**Dataset entries**.
▼
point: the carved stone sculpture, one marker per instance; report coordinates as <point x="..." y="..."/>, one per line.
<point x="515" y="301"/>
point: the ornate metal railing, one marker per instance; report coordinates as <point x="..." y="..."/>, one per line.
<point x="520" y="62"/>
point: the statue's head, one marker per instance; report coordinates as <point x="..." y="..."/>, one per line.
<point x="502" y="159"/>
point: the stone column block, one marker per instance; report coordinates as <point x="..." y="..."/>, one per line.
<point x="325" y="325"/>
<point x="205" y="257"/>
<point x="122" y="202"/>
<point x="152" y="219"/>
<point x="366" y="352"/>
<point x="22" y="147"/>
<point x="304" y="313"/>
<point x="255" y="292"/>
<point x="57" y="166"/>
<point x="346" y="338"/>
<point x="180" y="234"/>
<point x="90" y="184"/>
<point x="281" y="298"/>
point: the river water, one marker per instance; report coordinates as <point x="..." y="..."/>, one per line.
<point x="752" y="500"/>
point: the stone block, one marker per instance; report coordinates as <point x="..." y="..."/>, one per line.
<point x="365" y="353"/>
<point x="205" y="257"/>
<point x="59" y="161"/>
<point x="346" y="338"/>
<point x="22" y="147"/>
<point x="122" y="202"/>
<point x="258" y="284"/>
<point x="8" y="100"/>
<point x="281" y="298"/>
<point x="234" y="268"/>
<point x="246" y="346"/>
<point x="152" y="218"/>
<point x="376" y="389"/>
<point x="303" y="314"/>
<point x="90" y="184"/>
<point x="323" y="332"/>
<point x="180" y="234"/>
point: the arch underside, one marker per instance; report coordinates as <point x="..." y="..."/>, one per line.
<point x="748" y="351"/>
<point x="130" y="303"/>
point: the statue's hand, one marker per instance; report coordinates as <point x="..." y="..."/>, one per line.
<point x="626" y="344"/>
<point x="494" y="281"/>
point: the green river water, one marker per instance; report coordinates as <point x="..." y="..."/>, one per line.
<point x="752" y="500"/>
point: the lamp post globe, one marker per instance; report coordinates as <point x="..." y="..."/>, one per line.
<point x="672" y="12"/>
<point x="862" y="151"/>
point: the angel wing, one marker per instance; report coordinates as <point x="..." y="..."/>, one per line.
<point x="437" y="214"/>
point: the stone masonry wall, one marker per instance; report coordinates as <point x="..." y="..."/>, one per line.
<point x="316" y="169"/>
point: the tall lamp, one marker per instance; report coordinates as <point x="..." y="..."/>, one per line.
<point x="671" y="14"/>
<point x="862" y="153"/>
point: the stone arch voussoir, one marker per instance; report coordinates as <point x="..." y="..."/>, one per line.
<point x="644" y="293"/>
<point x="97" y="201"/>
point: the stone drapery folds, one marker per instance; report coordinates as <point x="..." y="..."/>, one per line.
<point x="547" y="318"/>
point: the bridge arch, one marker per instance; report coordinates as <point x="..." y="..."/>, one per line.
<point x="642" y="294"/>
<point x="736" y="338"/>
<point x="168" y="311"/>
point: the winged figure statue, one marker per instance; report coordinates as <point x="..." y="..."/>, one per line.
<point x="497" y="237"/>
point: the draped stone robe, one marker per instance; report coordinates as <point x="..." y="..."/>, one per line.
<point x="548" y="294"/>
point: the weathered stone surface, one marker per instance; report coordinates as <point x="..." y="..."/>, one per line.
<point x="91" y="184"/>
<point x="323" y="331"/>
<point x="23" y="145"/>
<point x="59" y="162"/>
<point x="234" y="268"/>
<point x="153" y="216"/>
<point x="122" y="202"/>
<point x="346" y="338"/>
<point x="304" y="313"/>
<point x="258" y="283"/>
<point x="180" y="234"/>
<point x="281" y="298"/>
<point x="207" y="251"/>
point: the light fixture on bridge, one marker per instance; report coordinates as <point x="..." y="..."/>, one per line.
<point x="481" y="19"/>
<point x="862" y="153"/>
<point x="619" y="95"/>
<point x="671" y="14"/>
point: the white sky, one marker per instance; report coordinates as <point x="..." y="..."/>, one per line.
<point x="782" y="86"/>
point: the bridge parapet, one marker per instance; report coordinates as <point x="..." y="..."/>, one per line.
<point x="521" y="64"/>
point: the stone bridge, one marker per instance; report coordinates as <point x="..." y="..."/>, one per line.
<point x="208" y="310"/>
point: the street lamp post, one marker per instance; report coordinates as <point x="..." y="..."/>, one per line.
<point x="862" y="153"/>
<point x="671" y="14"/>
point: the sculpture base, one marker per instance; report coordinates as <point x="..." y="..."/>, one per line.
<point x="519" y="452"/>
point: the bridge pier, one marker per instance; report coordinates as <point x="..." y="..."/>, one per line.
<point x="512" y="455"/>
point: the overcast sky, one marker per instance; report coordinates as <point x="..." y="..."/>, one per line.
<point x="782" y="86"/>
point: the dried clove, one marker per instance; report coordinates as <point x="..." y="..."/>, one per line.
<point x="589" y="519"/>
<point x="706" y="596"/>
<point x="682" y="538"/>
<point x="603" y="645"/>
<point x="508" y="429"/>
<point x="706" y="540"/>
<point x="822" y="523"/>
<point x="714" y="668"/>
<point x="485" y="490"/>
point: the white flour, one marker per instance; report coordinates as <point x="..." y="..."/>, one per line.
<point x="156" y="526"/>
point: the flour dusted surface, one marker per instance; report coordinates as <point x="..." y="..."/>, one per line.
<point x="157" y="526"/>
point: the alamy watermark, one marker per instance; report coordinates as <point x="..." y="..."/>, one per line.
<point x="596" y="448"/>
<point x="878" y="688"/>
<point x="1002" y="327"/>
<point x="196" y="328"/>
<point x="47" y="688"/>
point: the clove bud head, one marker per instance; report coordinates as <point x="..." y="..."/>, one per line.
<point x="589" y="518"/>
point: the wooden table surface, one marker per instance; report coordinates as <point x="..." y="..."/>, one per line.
▲
▼
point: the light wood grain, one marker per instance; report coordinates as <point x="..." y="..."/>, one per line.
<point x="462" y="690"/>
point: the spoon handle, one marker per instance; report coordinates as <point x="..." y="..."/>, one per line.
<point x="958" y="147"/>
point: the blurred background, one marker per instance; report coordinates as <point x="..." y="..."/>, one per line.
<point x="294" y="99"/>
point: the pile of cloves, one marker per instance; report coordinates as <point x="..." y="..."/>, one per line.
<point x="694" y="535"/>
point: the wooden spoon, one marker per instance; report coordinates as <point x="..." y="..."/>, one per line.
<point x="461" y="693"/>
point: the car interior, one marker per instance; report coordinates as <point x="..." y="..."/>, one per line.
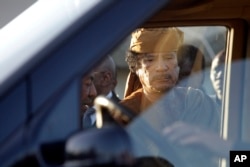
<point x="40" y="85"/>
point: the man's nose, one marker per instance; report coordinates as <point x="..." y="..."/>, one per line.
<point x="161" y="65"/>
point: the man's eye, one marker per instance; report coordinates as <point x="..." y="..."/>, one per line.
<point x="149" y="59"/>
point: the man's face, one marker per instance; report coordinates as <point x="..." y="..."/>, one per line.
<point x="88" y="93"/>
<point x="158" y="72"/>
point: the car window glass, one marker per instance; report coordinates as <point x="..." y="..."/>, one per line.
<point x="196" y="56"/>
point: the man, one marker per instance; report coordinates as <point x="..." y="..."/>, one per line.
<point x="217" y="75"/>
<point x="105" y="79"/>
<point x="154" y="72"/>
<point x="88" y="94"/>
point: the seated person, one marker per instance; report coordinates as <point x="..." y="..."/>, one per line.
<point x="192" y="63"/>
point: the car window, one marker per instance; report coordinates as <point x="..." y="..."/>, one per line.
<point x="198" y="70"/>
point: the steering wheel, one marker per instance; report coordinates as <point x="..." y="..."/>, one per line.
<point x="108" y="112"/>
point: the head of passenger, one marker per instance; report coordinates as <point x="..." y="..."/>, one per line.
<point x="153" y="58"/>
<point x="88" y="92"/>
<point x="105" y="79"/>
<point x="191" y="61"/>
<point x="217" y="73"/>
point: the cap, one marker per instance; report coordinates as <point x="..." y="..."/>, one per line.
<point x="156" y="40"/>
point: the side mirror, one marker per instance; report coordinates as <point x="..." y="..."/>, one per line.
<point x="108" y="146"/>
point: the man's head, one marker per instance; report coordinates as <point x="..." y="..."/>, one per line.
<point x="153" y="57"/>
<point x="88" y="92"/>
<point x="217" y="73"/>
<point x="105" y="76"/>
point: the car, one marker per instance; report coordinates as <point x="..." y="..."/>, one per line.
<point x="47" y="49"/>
▲
**Request**.
Which lines in the entries above contain the word "bridge"? Pick out and copy every such line in full, treating uppercase and lowercase as different.

**Response below**.
point: the bridge arch, one marker per instance; report coordinates as <point x="..." y="..."/>, one per line.
point: the light fixture on bridge, one marker per instance; report coordinates as <point x="..." y="..."/>, one per line.
point: the bridge parapet, one marker per instance; report coordinates as <point x="..." y="..."/>, one per line.
point: the stone bridge, one marker per instance; report coordinates as <point x="..." y="..."/>, one per line.
point: the bridge pier, one marker per instance; report coordinates as <point x="..." y="..."/>, one per line.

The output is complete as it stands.